YOUR TASK: Look below. Copy each line that has "wooden" in it.

EXERCISE INPUT:

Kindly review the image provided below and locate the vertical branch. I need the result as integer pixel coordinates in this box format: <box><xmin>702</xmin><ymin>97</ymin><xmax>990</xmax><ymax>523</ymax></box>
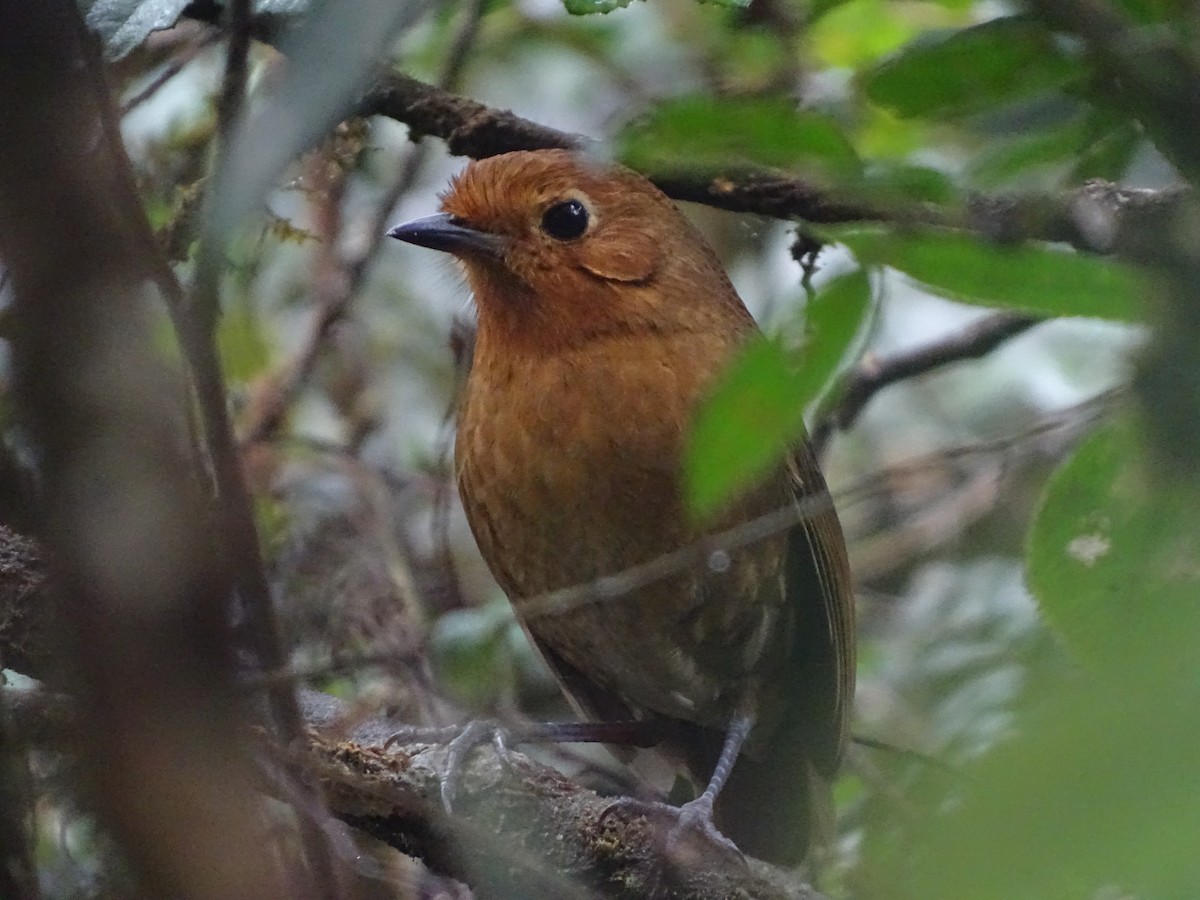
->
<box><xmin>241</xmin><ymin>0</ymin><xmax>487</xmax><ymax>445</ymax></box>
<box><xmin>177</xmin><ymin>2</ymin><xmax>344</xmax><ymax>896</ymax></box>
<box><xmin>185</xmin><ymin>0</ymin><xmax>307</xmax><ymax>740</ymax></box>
...
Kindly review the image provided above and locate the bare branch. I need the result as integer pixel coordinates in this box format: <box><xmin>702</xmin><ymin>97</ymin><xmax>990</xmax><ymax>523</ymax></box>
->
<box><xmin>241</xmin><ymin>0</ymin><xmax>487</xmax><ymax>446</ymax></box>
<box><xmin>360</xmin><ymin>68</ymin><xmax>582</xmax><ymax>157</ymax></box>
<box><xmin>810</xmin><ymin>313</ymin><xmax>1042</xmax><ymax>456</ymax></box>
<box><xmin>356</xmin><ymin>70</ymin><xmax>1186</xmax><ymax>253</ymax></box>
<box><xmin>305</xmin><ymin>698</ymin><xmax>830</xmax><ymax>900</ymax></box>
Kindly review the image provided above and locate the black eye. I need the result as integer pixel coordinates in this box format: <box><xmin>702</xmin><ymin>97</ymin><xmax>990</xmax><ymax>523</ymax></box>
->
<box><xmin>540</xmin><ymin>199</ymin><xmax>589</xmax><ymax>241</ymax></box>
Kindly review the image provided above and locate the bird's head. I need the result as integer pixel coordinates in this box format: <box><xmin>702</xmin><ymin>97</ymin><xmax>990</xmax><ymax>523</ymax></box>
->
--
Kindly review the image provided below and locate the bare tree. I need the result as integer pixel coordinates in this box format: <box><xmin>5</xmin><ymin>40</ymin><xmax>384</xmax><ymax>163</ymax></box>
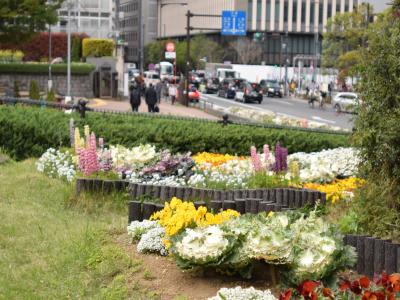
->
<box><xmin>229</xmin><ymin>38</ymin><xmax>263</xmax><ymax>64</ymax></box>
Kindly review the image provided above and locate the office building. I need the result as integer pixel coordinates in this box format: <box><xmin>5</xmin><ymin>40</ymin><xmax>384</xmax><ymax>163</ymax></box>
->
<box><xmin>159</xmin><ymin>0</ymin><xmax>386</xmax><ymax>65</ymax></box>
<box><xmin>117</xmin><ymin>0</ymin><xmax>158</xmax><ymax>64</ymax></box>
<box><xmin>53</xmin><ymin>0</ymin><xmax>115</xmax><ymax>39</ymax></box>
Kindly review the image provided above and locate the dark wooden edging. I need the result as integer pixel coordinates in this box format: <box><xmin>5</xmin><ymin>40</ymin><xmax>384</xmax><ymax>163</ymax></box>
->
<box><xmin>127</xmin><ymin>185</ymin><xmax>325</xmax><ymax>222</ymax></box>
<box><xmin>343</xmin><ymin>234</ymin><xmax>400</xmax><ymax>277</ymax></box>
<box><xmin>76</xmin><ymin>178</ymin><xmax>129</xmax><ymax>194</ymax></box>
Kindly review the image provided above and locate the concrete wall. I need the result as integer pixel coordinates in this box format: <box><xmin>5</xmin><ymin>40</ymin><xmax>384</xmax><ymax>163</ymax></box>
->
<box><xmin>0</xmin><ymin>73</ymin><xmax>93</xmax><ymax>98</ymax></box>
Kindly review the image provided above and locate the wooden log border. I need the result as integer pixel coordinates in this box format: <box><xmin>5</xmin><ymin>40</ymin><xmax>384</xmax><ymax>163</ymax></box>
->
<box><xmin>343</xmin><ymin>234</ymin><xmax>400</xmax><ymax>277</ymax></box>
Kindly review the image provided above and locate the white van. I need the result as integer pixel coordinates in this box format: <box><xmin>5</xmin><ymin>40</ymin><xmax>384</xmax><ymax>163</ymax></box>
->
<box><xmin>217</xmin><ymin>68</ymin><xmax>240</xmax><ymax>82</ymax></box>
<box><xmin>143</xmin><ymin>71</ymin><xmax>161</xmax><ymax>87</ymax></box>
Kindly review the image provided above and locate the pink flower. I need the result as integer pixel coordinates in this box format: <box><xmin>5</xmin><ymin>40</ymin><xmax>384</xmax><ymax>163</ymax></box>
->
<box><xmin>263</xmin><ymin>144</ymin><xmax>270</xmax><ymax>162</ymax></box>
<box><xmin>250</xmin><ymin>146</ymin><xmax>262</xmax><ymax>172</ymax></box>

EXERCISE RESPONSE:
Kindly review the image provided above and locate the dark wooden edging. I need the result as integer pixel coordinates in this box format: <box><xmin>5</xmin><ymin>40</ymin><xmax>384</xmax><ymax>163</ymax></box>
Kindly review the image provided above and locate the wooden log border. I need the result as integer pixel coordinates in this box format: <box><xmin>5</xmin><ymin>40</ymin><xmax>384</xmax><ymax>163</ymax></box>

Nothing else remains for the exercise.